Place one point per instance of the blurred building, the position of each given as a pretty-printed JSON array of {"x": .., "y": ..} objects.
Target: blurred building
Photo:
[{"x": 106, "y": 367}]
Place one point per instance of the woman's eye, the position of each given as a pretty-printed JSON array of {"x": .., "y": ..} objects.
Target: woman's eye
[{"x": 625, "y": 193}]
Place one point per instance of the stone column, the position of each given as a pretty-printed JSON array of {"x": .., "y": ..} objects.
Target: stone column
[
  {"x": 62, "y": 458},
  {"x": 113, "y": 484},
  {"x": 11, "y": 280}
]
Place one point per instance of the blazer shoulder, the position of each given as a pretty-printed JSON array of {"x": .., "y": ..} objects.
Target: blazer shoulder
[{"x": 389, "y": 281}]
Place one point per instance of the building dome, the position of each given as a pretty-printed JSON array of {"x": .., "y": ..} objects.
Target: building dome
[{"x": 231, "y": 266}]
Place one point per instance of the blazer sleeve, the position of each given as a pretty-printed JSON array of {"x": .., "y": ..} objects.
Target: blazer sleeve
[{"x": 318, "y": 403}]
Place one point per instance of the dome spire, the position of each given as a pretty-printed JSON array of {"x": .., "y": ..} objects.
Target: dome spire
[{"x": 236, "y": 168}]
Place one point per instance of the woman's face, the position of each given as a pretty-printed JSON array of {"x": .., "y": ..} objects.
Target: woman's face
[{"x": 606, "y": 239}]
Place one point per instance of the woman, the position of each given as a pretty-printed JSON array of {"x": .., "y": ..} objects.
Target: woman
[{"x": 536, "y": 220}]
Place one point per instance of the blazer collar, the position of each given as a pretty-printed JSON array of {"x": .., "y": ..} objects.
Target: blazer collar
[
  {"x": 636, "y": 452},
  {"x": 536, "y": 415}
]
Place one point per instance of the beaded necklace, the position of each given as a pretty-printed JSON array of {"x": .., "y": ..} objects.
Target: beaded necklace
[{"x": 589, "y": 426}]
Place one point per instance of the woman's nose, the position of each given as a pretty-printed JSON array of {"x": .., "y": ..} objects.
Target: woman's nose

= = = = =

**Prompt:** Set down nothing but the lines from the one containing "Place one point per instance of the building" through the end of the entries above, exactly as written, both ends counted.

**Result:**
Place one point per instance of the building dome, the position of each given as a pretty-printed JSON array of {"x": .., "y": ..} objects.
Target: building dome
[{"x": 231, "y": 266}]
Place one point per instance of the blazer sleeve, the position of each given as a pretty-printed JSON array of {"x": .., "y": ..} objects.
Target: blazer sleeve
[{"x": 318, "y": 403}]
Place one point per instance of the dome spire, the position of each given as a pretty-printed JSON array of {"x": .., "y": ..} objects.
Target: dome spire
[{"x": 236, "y": 168}]
Place one point per instance of the woman's face, the position of each given as a pretty-printed JSON array of {"x": .., "y": ..} objects.
Target: woman's face
[{"x": 606, "y": 239}]
Place one point per instance of the woman, the position of each given as a pretty-printed JSON array of {"x": .., "y": ..} objects.
Target: woman
[{"x": 536, "y": 220}]
Place one point per instance of the blazer collar, the position of each given as a pretty-printed JSON array of {"x": .., "y": ..} objects.
Target: blazer collar
[
  {"x": 636, "y": 452},
  {"x": 536, "y": 415}
]
Place one point per instance of the beaded necklace, the position of each given as a pretty-printed JSON array of {"x": .., "y": ..} objects.
Target: beaded necklace
[{"x": 589, "y": 426}]
Place one point per instance of the woman's nose, the position of each given as a pretty-printed JSON array of {"x": .., "y": ..} objects.
Target: woman's nose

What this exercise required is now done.